[Point localization data]
=-=-=

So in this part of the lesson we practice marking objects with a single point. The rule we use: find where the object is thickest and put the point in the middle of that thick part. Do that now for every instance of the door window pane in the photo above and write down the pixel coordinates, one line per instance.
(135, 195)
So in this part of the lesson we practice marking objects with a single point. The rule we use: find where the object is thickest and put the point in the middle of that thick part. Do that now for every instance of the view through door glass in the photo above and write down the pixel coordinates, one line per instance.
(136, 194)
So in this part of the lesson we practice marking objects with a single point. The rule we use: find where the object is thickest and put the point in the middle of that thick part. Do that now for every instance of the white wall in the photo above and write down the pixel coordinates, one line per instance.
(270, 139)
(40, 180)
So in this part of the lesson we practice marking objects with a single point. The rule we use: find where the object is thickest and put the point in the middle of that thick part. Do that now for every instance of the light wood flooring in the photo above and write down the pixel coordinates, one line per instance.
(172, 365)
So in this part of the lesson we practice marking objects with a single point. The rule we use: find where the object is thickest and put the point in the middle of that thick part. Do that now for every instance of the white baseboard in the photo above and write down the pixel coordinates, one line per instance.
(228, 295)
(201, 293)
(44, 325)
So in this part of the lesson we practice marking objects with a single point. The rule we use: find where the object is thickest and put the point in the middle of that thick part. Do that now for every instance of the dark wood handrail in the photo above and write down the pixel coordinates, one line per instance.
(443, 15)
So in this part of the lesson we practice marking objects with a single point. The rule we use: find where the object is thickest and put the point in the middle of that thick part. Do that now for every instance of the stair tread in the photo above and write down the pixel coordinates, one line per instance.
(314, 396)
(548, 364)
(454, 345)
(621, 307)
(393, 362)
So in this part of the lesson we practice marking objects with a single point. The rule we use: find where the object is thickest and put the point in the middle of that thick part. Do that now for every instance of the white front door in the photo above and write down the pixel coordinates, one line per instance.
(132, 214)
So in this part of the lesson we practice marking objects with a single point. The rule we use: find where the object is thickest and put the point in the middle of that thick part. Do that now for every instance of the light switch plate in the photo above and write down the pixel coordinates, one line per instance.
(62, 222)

=-=-=

- _Work required_:
Exact copies of all the records are to be printed.

- _Problem solution_:
So in this part of the lesson we practice marking objects with a single point. The rule we use: find where the object is thickest and put the point in the middle of that thick part. Do that now for every instance of the door window pane in the photo above and write down the pixel coordinates, one line per instance.
(135, 195)
So in this part of the lesson we practice marking objects with a single point. The rule we use: find where the object is thickest and put the point in the middle of that thick part. Do that now for every instance of the view through door glass in the photo above and write down the pixel coordinates, one line per instance.
(136, 194)
So in this part of the lesson we practice marking objects with a single point. The rule we use: find where the object is thickest and put the point in the middle of that thick part. Do that now for every instance of the white wall in the photo above and write down the pixel coordinates, one line per instance.
(270, 139)
(40, 180)
So in this part of the lesson we practice marking objects with a single point. The rule we use: find where the object is thickest and put the point in the middle of that thick part. Do that now for every instance of the light wood flooring in the photo above and write down the pixel coordinates, one line per instance.
(172, 365)
So in this part of the lesson we practice marking objects with a single point. The rule we use: find where the object is thickest and put the point in the middle of that thick part. Do that now for every instance of the white baseboard in the photo above and write down the pixel coordinates, one line per instance.
(228, 295)
(201, 293)
(44, 325)
So in this part of the lesson we practice marking objects with a single point. The rule we use: find where the object is thickest and put the point in the middle of that thick part. Do that now for every instance of the dark wood handrail in the photo above and write down the pixel coordinates, one line per instance.
(443, 15)
So in this part of the lesson we practice marking objects with a single point. The rule we use: find where the object is thickest and put the point in the middle of that thick part. Do that now for every instance of the stair tread in the photo above and write down the pixel coordinates, one line per instance.
(314, 396)
(548, 364)
(454, 345)
(621, 307)
(393, 362)
So in this part of the lesson we practice marking objects with a single point. The rule we use: find where the object is thickest and put the point in the middle of that thick part. Do that now for every instance of the white front door in the photo above and write down the pixel coordinates, one line per instance.
(132, 214)
So in this part of the lesson we practice marking objects with a single point. The rule we use: find where the object is thickest and put the point in the middle of that thick part. Do that now for every instance of the light switch plate in the photo above and write down the pixel coordinates, one line per instance.
(62, 222)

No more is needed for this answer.